- [FRAGMENTO DEL TEXTO]
______
Cuando me recibí, lo primero fue un catering propio, éramos dos compañeros de la facultad y yo. Tuvimos la posibilidad de trabajar para el consulado de Portugal, el de Perú, y en importantes eventos.
Después surgió el proyecto de abrir un restaurante en bodega Cecchin, en Maipú. Yo soñé durante algunos años con un árbol, un nogal. Un día fui a una reunión con el dueño de la bodega para armar una cooking class para un grupo de extranjeros. Y ahí encontré al árbol de mis sueños. “Hablemos de la clase de cocina”, le dije, “pero ahí, debajo de ese árbol, va a haber un restaurante”.
Nos asociamos Alberto -el dueño de la bodega-, Josep Catalán y yo. El lugar tenía huerta orgánica, vinos orgánicos, y toda la promoción fue de boca en boca. De un verano al otro la gente ya nos conocía. El 90% de nuestra clientela era extranjera. Nos encontramos con recomendaciones muy locas de unos viajeros a otros. Y así caían. Fueron casi 4 años.
Después hice trabajos externos como asesoramientos, armado de cartas, recambios de cocina (en el equipo de trabajo), etc.
¿Cómo surge Tomaticán?
El tomaticán fue el plato más requerido y más querido en el restaurante de bodega Cecchin. Allí teníamos otros platos tradicionales de la gastronomía de Mendoza, como chanfaina, carne a la olla, etc.
El turista que iba, ya había viajado y comido de todo. Y nos decían que después de haber probado tanta carne en todos lados (en Argentina), con el tomaticán -y en el Norte con la humita-, sentían realmente identidad argentina, eran sabores que verdaderamente les iban a hacer recordar un lugar. Lo probaban, me preguntaban: “¿Qué es esto?”. Y muchos extranjeros se llevaron la receta. Después me mandaban las fotos: “Aquí estamos, comiendo en el brunch tomaticán”.
¿Cómo funciona el restaurante?
Está abierto al mediodía y a la noche, de lunes a sábados. Y la carta cambia todos los días: son 5 platos, entre ellos uno o dos clásicos. Ninguna semana se parece a otra.
La variedad de comidas está expuesta. Hay un buffet froid y variedad de tartas que tenemos arriba del mesón. Lo mismo que los panes y grisines caseros. El tomaticán, por supuesto, está siempre. Sale en un caldero de hierro. Además de lo que está a la vista, hay platos que se sacan directamente de la cocina, del fuego, como las carnes y los pescados.
______
- [CONSIGNAS]
a) En el texto sobre Tomaticán, ¿en qué recipiente se sirve el tomaticán?
b) Escribe cómo sigue el texto sobre Tomaticán a partir de su última oración.

- [DATOS REGISTRADOS]
______
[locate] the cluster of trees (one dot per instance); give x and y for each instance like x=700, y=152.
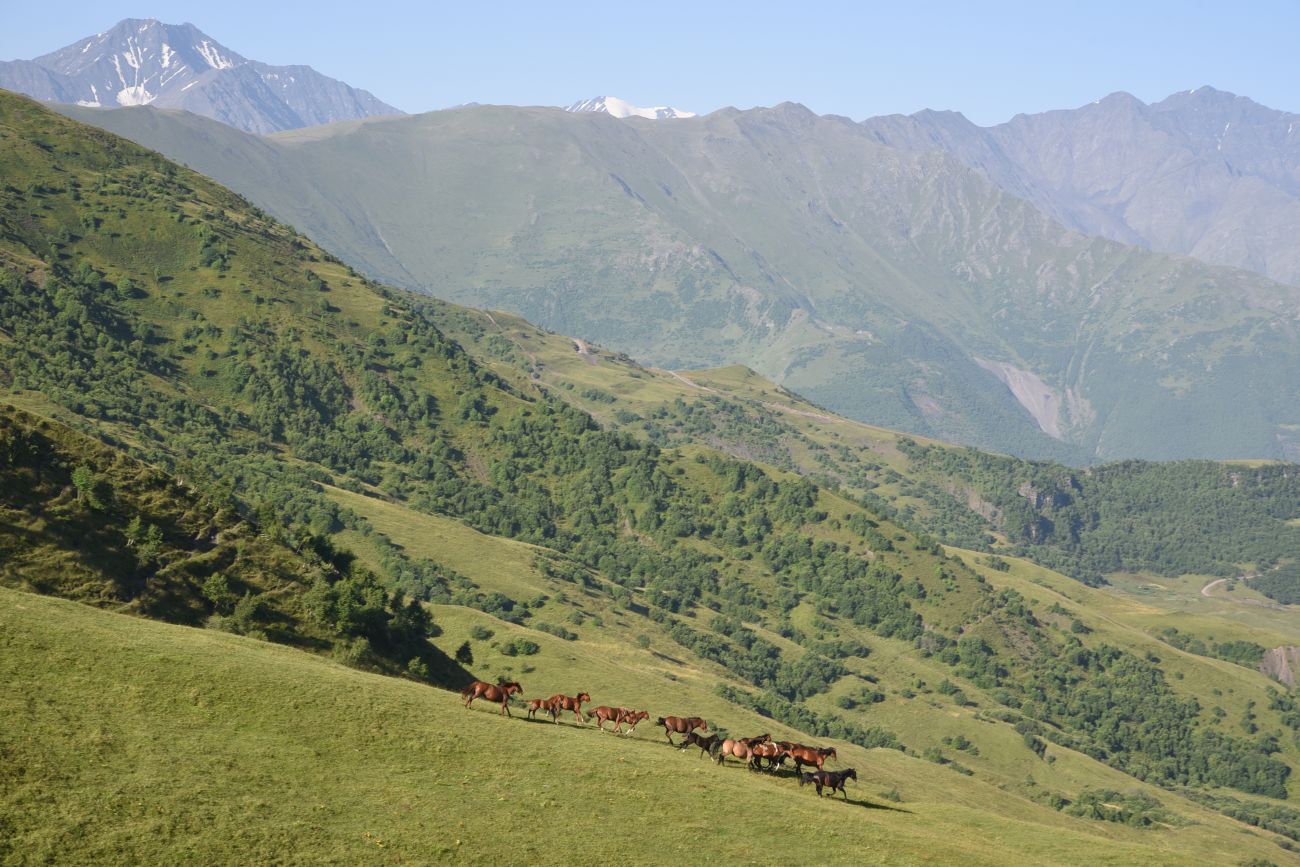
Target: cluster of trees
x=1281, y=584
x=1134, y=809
______
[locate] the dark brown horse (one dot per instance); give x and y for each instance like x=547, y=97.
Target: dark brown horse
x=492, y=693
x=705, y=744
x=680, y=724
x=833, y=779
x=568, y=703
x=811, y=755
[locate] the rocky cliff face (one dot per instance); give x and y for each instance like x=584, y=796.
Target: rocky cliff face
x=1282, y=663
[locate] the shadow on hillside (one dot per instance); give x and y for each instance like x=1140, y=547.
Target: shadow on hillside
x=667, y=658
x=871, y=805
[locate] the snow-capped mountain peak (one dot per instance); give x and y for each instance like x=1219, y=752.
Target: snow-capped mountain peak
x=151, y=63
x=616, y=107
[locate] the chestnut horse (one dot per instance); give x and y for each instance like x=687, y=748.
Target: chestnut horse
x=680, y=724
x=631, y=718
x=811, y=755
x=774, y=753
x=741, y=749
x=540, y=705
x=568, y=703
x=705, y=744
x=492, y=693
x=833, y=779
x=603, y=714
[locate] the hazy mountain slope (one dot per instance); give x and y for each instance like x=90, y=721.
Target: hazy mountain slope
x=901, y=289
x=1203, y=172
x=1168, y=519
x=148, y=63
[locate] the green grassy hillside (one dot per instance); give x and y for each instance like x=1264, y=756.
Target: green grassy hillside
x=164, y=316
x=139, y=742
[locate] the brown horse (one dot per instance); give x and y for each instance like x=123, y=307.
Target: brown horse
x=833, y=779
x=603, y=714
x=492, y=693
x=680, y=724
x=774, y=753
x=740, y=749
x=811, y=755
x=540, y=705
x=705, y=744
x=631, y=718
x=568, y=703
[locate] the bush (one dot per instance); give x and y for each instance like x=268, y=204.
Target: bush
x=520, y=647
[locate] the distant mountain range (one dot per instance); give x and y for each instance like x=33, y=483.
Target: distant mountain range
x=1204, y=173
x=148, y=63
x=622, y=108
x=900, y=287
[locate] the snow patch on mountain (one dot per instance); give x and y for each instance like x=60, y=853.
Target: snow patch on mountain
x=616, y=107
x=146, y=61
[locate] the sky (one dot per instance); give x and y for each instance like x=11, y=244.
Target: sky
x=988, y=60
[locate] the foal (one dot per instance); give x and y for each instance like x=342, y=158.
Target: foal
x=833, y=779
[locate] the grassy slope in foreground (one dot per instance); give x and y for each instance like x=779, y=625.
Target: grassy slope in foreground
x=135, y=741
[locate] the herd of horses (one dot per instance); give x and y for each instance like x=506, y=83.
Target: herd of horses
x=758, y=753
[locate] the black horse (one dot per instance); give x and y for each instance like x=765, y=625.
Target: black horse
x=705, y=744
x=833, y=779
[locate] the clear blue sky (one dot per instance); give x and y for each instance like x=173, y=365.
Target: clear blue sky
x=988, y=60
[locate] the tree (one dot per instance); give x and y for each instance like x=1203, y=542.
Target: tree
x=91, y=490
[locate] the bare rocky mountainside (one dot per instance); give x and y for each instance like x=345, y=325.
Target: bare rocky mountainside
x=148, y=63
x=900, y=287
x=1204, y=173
______
- [RESPUESTAS]
a) En un caldero de hierro.

b)
El sistema es autoservicio, pero asistido. A la gastronomía, como a los vinos, los han elevado a tal nivel, que los han alejado de la gente. La comida es alimentarse, y alimentarse es vivir. Y uno tiene que acercarse a la comida, porque es sustento, es energía. Así que la idea es acercar el alimento a la gente, que puedan armar junto conmigo su plato, participar. Todo arranca siendo un buen anfitrión.
Muchas veces improvisamos juntos. Primero los conozco, charlamos un poco, yo hago una especie de entrevista oculta. “Qué te gustaría comer?”, “Yo hoy me comería un pescadito…”. Y me voy a la cocina y los sorprendo. La segunda vez que alguien viene, ya sé qué es lo que toma y qué es lo que le gusta.
¿Qué tipo de comidas son?
Caseras 100%. Tenemos una matriz que radica en la cocina tradicional mendocina, en donde tenemos influencias de nuestros pueblos originarios, de todas las zonas (hacemos carne a la masa, chivito, lechón). También tenemos cocina del inmigrante: italiana, española, árabe. Y también algunos platos más exóticos, como pollo a la Kiev (Rusia), musaca (Grecia) o los árabes keppe y falafel. De postre tenemos compotas de frutas de estación que servimos en frascos, “caballero pobre” o torrejas, flan casero y hasta cheesecake.
Por nuestro recetario han pasado más de 100 platos, de los cuales se han quedado los más pedidos por la gente. Normalmente un restaurante sabe luego de un año cuáles son esos platos. Nosotros lo supimos en 3 meses.
¿Qué tipo de público elige Tomaticán?
Es muy familiar. También vienen parejas de chicos recién casados ¡a los que les cuesta alejarse de la comida de su casa! Aquí encuentran la cocina de mamá. Pueden venir y llevarse el almuerzo o la cena, o comer acá.
¿A qué creés que se debe el éxito de Tomaticán, en tan poco tiempo?
A que la gente encontró un rincón con la cocina de mamá, que estaba en falta en la gastronomía mendocina. Quienes nos dedicamos a esto nos hemos dado cuenta de que había que volver a las raíces. Yo lo descubrí hace tres años en la bodega, donde teníamos la huerta orgánica. Mi cocina y yo dependíamos de lo que la huerta nos daba. A la huerta no le podía pedir un tomate criollo en julio…
El equipo que yo tenía allí, me llevó a un grupo de productores y cocineros del movimiento slow food, que salvaguarda las tradiciones gastronómicas regionales, sus productos y métodos de cultivo. La idea es recurrir a los productores de tu zona.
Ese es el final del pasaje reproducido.